YOUR TASK ->
Print every line from the entries below that contains the string "treeline".

══ DATA PROVIDED ══

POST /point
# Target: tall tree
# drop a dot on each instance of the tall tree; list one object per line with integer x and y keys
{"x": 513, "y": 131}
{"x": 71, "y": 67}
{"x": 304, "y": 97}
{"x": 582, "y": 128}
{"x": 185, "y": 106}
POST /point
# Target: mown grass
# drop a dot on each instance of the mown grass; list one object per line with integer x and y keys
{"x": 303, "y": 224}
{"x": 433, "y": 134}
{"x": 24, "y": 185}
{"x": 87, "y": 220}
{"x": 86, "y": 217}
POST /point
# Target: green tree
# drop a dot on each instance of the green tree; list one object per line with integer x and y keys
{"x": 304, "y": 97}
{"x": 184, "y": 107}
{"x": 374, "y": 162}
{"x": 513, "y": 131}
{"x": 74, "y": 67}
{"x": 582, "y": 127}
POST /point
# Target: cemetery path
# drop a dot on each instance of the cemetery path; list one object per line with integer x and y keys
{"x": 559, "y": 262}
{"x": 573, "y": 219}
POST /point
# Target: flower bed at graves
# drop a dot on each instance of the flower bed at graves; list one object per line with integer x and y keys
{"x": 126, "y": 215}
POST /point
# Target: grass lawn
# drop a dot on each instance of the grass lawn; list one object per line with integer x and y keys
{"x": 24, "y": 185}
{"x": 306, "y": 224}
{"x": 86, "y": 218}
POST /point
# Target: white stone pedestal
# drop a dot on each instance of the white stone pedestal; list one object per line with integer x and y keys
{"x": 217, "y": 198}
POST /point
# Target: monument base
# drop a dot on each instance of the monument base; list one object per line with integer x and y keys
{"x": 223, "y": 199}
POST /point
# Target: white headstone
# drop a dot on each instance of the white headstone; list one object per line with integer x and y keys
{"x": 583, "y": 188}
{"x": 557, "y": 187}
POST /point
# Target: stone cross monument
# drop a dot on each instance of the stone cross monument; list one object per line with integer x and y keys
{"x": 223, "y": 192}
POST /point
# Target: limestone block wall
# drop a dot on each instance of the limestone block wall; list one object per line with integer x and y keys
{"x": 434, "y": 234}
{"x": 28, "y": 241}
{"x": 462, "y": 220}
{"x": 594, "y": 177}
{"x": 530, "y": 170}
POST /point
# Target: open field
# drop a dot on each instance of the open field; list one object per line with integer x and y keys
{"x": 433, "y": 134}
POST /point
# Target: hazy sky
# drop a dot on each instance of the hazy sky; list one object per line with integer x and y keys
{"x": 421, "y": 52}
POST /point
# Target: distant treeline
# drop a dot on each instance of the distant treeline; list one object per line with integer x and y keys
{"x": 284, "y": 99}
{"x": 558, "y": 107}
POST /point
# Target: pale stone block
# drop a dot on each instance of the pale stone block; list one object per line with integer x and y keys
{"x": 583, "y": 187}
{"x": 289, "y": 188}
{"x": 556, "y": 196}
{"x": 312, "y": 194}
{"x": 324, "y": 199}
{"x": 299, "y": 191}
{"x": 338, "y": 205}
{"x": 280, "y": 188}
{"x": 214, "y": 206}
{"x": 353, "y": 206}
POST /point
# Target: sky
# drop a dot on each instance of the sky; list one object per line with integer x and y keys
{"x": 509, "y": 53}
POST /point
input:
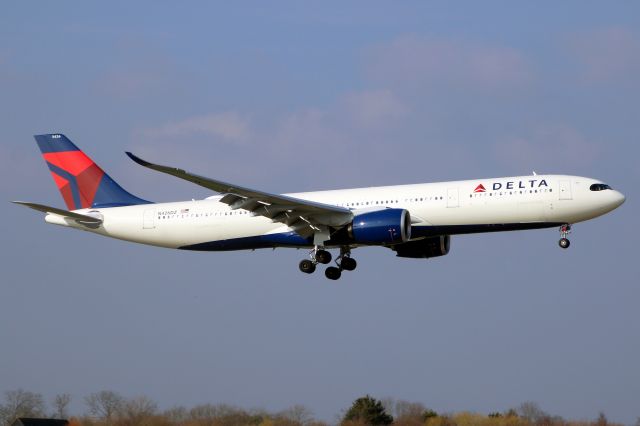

═══

SOLUTION TO THE PROBLEM ->
# Target: distant treeline
# drop a dot on each instance of the distant treeline; list one object per line with integer x and y keys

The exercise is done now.